▶ _Task objective_:
This exercise calls for every record to be returned exactly, with pictures removed.

▶ _Data provided_:

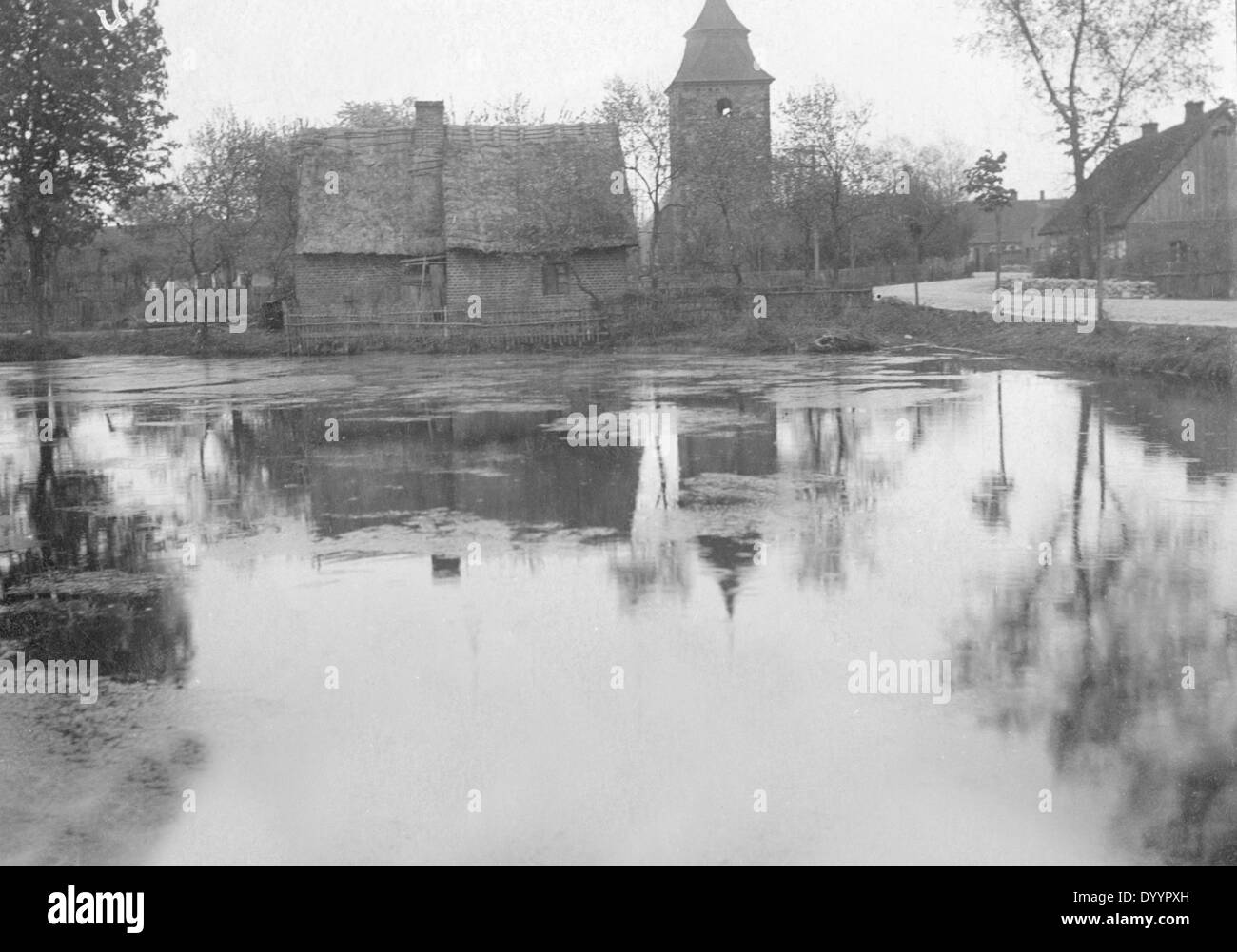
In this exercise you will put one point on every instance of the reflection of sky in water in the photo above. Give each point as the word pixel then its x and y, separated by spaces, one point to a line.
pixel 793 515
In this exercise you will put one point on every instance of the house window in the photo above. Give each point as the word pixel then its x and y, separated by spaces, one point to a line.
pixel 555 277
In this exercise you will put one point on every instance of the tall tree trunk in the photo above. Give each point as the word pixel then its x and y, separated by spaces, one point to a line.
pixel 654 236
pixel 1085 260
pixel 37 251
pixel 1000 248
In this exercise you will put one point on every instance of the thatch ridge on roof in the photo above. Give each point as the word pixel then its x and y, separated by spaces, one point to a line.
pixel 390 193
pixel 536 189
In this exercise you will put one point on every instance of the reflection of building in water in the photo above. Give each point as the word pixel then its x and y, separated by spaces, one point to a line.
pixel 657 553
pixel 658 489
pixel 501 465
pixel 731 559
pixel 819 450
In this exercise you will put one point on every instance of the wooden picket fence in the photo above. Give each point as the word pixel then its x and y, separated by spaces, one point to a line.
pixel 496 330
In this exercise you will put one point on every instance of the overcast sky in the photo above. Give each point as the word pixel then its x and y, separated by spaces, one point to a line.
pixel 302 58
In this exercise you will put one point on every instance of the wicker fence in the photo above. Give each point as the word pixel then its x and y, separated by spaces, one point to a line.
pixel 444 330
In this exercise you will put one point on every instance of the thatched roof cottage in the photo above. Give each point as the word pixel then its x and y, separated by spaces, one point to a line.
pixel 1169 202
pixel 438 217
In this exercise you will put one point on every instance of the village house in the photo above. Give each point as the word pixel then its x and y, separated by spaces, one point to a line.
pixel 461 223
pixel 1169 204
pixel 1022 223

▶ _Response_:
In this exercise you will put one point on every instance of the reflection of sky in water in the photo above. Give each point as the word pixel then its x and y, separated by spaces, one point to a line.
pixel 793 515
In this exercise you will put one point on every instance of the house window in the photo above. Give each point as the word pixel then its x and y, separated by spaces, one point to a line.
pixel 555 277
In this exercise you will put one point on every instance of the tall tree trunk in the photo above. Give each point as the word pixel then its x and y, separated by spaces, one point to a line.
pixel 654 236
pixel 1085 260
pixel 37 251
pixel 1000 248
In this exercise you will put one point on every instance of the thatch ridge on roof in the photo above. Give each point as the word pixel then its x and y, separated by spaces, one point to a line.
pixel 390 193
pixel 536 189
In this exercise you will put one point on every instance of the reflection of building in water in the photo above. Give each point as the word pixel then its x and y, separated by spaces, one point to a line.
pixel 657 553
pixel 658 489
pixel 501 465
pixel 731 559
pixel 819 450
In this exercise you will put one point on every instance of the wooden picket fence in the photo above. Give each point as the word pixel then its x and y, separated by spaces, one point to a line.
pixel 496 330
In this exercise you will put one point on every instance of the overcast sky in the photo above. Give each point as the word pixel then its x and y, separated by spaces, one point to a line.
pixel 302 58
In this exercise you will put one point on every instance of the wicker fence in the photo above. Give each point as the word pixel then its x and y, separated by spaces, one point to a line.
pixel 444 330
In this exercise you will put one point on every instance of the thatched roof cottage in the photo above. Give each point as the word pixel then its x and y, separated by spaces, one point to a line.
pixel 1169 202
pixel 438 217
In this exercise you will put one point on every instance of the village house in the photo above. Give each point as the word pixel then its x and y, separated by spaces, one point to a line.
pixel 461 223
pixel 1169 204
pixel 1022 223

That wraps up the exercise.